__TEXTO PARA LEITURA__.
•••
É com esta perspectiva que se explora a ideia de elipse na obra de James Joyce. Hannah Sullivan questiona: se a forma modernista pode ser resumida como “um conjunto de práticas de estilo”, incluindo a simultaneidade, a justaposição, a montagem, a fragmentação, o paradoxo, a ambiguidade e a incerteza, então que melhor maneira de conseguir um efeito modernista do que seguindo um protocolo escrito que inevitavelmente leva à simultaneidade e à fragmentação? A excisão enfatiza o instantâneo visual ou fonopoético sobre o argumento discursivo e a narrativa convencional, pelo que, tornando-os mais curtos, tende a aumentar o grau de dificuldade do texto. Se a adição cria textos com alta complexidade por meio da abrangência, da proliferação, da complexidade de dicção e da parataxe, a excisão permite a criação de textos mais “duros” por pedirem aos leitores para preencherem as lacunas, as elipses.
Além da “radical excision”, todavia, ainda nos deparamos com outra estratégia assinalada na obra de James Joyce. O quarto capítulo de The Work of Revision aponta que alguns episódios de Ulysses constituem um “cenário ideal” para realizar o que Sullivan chamou de “inside out-addittion”. Neste sentido, as novas ideias ou velhas frases escritas num caderno puderam ser intercaladas, entre o datiloscrito e a prova concebida, numa estrutura pré-ordenada. O processo, denominado de “adding material”, é caracterizado sob dois tipos: “interlinear glossing”, em que mais texto é acrescido em pontos de um texto já existente, pontos estes que originalmente se encontravam “compactados”, quer dizer, que permitiam ganhar novos desenvolvimentos; e “multiplicative sctructure”, em que a estrutura é concebida com vários “pontos de entrada” porque é projetada para ter uma infinita extensibilidade, atendendo ao princípio do “maximum inclusivity”, em que se tem que criar uma forma que permita que algo não seja excluído meramente por não se encaixar.
•••
__REGISTROS DE DADOS__.
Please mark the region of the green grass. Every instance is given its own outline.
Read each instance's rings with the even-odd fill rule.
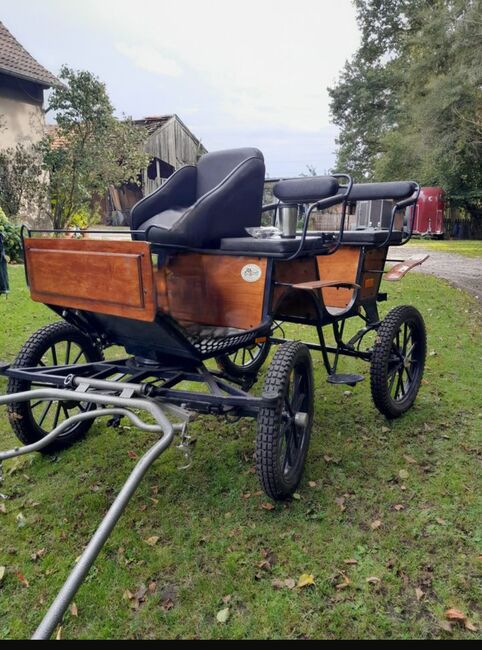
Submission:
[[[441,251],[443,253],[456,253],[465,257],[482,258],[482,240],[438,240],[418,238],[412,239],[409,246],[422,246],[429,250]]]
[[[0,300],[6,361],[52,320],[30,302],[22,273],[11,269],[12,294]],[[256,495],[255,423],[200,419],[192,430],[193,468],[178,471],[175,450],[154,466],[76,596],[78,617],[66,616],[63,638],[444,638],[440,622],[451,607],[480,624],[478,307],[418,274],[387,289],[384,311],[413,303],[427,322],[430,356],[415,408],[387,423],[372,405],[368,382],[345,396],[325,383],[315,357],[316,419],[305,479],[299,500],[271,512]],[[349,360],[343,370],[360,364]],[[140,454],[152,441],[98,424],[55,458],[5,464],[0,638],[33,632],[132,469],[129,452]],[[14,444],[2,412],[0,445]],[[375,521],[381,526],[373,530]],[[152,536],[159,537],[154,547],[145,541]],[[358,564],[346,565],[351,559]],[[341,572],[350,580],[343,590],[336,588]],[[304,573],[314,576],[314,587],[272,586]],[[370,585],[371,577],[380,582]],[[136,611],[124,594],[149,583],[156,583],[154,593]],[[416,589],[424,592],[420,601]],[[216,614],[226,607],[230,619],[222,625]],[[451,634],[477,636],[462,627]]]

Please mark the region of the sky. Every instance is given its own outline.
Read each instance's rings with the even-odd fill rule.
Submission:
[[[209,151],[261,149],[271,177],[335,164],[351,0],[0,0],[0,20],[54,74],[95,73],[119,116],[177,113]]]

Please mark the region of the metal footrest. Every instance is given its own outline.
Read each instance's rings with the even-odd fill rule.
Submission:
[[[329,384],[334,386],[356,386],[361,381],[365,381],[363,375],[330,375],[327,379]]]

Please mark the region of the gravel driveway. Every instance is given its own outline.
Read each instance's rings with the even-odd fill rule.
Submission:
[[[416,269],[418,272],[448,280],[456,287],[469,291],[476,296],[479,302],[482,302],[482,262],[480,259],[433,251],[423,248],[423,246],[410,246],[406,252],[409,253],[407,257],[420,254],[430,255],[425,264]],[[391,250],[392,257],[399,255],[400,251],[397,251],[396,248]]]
•••
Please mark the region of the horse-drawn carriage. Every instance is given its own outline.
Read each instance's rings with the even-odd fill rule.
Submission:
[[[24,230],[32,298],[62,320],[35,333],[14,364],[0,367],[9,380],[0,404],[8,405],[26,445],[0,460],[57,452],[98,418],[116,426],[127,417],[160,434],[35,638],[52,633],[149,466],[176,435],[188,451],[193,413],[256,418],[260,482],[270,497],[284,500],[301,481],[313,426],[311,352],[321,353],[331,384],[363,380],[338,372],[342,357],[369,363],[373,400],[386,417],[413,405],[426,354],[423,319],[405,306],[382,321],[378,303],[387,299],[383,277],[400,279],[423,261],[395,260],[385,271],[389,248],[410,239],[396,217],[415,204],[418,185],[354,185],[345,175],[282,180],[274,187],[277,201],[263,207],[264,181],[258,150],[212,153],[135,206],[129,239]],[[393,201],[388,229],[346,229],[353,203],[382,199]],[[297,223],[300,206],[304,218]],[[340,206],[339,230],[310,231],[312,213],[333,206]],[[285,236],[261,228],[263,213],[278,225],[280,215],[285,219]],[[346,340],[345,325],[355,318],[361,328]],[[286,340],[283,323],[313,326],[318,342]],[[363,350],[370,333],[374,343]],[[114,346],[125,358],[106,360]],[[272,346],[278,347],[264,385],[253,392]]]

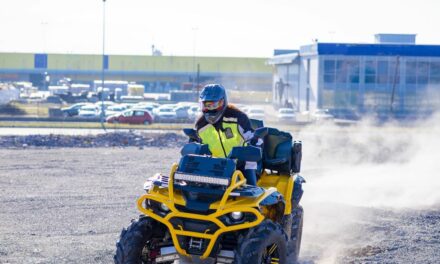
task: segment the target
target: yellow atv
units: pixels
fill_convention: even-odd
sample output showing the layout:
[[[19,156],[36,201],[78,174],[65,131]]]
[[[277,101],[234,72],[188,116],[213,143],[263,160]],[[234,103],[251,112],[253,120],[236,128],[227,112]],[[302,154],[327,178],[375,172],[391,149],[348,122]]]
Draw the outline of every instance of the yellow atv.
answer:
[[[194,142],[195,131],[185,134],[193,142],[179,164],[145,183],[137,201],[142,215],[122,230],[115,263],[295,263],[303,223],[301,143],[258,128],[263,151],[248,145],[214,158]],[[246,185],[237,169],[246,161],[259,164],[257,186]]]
•••
__INSTRUÇÕES DA TAREFA__.
Copie do texto sobre Joyce, sem mudar nada, o trecho que vai de "É com esta perspectiva" até "lacunas, as elipses.".

__RESPOSTA DO EXERCÍCIO__.
É com esta perspectiva que se explora a ideia de elipse na obra de James Joyce. Hannah Sullivan questiona: se a forma modernista pode ser resumida como “um conjunto de práticas de estilo”, incluindo a simultaneidade, a justaposição, a montagem, a fragmentação, o paradoxo, a ambiguidade e a incerteza, então que melhor maneira de conseguir um efeito modernista do que seguindo um protocolo escrito que inevitavelmente leva à simultaneidade e à fragmentação? A excisão enfatiza o instantâneo visual ou fonopoético sobre o argumento discursivo e a narrativa convencional, pelo que, tornando-os mais curtos, tende a aumentar o grau de dificuldade do texto. Se a adição cria textos com alta complexidade por meio da abrangência, da proliferação, da complexidade de dicção e da parataxe, a excisão permite a criação de textos mais “duros” por pedirem aos leitores para preencherem as lacunas, as elipses.